WRITTEN INSTRUCTION:
Report every line in the items below that contains the word "post", matching case exactly.

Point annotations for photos
• • •

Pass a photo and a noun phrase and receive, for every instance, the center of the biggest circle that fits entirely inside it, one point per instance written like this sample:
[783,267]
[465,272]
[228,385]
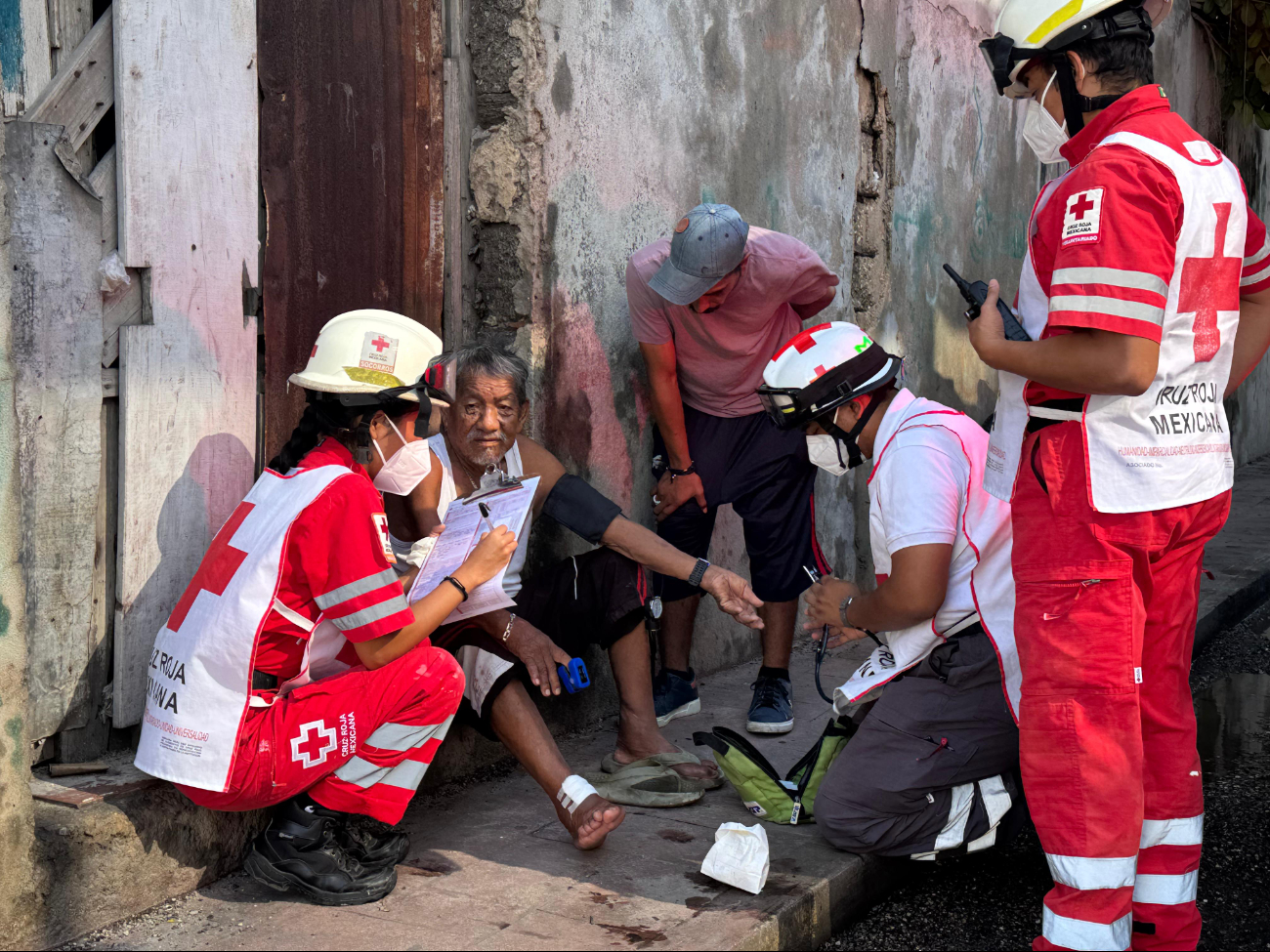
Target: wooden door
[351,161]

• • •

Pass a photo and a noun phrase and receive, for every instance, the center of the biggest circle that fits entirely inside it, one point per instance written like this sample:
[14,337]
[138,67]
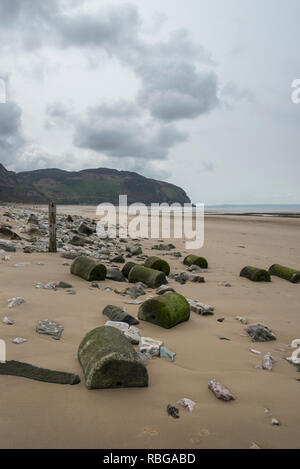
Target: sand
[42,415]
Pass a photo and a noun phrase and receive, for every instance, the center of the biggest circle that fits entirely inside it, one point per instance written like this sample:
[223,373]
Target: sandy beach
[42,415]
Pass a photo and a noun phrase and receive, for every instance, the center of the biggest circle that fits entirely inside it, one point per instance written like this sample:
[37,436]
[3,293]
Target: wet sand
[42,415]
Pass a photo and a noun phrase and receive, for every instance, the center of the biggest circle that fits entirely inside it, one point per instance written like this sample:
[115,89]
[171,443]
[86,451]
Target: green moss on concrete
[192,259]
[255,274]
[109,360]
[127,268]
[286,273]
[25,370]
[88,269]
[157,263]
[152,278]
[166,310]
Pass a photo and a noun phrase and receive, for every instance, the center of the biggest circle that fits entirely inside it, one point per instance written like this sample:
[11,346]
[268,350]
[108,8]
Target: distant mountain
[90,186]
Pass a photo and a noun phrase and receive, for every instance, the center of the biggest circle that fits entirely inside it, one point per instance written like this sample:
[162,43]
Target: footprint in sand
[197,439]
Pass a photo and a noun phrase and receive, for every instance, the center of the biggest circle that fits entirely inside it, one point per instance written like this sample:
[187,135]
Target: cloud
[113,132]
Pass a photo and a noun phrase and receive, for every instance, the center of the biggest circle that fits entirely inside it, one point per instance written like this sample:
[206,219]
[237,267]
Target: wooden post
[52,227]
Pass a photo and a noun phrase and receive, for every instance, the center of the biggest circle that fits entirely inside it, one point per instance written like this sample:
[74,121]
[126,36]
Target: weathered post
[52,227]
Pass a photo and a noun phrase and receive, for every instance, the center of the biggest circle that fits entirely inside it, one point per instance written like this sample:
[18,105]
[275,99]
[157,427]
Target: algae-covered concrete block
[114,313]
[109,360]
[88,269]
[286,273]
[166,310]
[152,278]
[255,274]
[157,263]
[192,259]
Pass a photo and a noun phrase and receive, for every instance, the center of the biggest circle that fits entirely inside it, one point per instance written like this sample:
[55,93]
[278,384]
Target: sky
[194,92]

• • •

RESULT OF THE TASK:
Target: wooden post
Target: weathered post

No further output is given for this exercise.